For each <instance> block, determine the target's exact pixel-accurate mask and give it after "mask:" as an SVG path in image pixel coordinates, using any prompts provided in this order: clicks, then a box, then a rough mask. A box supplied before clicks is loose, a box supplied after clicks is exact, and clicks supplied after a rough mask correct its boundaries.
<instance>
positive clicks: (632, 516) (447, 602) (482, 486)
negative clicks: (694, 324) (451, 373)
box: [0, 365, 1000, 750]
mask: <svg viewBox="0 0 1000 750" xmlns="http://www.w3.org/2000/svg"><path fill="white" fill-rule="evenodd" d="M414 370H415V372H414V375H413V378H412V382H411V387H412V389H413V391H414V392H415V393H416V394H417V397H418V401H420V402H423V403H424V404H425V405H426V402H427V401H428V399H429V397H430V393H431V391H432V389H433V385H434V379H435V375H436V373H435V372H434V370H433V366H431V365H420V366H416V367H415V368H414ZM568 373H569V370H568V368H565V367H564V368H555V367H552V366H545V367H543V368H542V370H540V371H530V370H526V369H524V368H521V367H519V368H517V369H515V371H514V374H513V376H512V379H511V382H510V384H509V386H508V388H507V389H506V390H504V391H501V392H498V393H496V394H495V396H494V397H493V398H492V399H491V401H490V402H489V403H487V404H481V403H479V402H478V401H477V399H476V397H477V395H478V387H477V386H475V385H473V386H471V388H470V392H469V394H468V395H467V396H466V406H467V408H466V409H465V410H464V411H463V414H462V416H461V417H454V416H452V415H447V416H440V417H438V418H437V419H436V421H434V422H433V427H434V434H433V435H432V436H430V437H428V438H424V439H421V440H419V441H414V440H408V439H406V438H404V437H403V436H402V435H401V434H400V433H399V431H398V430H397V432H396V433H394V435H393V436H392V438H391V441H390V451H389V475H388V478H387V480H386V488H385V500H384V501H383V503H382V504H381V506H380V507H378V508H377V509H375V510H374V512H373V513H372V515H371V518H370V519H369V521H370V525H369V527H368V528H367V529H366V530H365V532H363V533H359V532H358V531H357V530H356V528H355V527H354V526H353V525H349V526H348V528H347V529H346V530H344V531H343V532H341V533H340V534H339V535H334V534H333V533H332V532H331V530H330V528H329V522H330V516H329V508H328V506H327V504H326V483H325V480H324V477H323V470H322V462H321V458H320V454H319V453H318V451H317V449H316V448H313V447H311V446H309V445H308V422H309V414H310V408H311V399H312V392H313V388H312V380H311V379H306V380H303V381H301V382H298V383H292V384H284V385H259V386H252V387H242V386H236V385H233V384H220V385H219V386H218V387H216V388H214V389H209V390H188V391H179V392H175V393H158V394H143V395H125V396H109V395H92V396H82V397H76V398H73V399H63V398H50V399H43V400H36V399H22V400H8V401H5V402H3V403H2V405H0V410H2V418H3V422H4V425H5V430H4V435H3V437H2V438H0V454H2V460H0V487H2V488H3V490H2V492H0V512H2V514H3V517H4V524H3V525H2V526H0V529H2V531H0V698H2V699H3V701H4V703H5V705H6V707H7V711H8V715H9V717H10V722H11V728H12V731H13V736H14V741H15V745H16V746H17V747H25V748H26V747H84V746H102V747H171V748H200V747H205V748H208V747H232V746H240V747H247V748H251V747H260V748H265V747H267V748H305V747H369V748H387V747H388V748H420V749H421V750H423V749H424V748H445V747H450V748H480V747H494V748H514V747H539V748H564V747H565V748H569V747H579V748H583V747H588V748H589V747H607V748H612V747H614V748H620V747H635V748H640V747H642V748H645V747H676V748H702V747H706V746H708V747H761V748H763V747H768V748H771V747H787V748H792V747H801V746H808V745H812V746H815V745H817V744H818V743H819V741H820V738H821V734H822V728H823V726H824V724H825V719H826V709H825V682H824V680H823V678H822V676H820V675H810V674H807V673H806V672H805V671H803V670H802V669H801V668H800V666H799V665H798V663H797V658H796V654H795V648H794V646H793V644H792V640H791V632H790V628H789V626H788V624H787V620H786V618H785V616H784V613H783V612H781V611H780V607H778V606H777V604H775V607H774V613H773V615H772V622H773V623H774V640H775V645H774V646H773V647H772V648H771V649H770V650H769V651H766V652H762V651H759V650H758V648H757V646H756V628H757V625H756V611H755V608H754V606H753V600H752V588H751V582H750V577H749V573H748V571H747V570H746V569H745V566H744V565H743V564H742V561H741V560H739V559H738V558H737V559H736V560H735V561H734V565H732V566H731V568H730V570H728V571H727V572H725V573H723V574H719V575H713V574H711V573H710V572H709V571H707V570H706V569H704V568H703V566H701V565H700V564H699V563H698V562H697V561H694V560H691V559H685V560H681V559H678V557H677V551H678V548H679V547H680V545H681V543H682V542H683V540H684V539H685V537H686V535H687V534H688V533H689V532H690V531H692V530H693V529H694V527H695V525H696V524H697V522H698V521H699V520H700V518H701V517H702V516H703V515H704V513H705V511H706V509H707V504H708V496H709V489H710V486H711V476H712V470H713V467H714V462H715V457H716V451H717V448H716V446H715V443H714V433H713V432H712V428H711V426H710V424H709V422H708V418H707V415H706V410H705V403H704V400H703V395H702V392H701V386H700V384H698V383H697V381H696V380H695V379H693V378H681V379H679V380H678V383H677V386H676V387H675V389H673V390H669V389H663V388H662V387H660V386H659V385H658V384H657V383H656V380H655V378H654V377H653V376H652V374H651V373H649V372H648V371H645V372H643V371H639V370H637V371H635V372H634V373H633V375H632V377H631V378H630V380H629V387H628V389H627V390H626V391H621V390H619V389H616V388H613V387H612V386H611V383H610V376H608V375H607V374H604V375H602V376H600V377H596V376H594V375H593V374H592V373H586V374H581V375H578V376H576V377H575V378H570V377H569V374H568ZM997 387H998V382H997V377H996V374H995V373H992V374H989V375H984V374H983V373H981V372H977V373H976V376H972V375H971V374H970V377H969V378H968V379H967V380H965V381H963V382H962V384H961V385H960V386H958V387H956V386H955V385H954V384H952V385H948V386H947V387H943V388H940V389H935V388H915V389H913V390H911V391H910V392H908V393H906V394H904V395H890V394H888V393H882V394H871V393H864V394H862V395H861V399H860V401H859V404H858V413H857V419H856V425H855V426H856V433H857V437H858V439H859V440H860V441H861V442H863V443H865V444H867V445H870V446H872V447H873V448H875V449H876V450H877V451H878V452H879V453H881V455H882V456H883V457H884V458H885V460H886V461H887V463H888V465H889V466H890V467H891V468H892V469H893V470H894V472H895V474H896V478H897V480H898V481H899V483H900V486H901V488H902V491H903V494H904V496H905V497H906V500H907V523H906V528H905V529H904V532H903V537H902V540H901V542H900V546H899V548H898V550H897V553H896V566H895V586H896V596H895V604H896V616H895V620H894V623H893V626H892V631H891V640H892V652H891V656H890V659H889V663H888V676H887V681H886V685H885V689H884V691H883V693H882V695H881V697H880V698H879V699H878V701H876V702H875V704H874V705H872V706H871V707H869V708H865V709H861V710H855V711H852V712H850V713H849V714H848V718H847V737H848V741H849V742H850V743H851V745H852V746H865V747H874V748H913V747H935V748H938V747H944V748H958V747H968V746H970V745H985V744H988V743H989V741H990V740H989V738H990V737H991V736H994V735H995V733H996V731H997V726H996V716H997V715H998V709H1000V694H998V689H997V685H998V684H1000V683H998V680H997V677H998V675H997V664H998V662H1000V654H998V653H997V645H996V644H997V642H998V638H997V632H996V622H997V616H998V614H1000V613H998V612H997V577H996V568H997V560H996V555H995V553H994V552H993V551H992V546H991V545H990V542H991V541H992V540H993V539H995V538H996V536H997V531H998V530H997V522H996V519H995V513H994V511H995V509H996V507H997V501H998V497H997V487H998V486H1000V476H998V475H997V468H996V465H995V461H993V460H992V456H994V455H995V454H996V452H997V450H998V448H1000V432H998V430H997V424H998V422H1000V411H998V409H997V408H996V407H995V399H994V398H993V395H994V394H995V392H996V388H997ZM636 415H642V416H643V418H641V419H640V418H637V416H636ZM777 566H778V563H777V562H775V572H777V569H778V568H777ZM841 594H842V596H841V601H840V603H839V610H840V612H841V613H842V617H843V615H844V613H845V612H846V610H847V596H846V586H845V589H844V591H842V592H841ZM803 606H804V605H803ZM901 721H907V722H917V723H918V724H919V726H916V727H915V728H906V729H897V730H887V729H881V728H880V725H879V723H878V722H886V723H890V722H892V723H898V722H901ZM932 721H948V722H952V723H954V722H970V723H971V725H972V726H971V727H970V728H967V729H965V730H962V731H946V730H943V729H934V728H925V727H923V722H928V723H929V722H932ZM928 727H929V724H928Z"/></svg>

--------------------------------

ABOUT THIS TASK: Copy down the lines verbatim, from the start of the records through the line containing "negative clicks: (694, 324) (451, 373)".

WRITTEN RESPONSE:
For each <instance> block, determine the target's exact pixel-accurate mask and give it after "mask:" as an SVG path in image pixel coordinates, using any prompts provided in this order: clicks, then a box, then a rough mask. A box supplied before clicks is loose, a box supplied after clicks is exact, and clicks supplied after a rough mask correct its boundaries.
<instance>
positive clicks: (632, 516) (447, 602) (482, 486)
negative clicks: (694, 324) (451, 373)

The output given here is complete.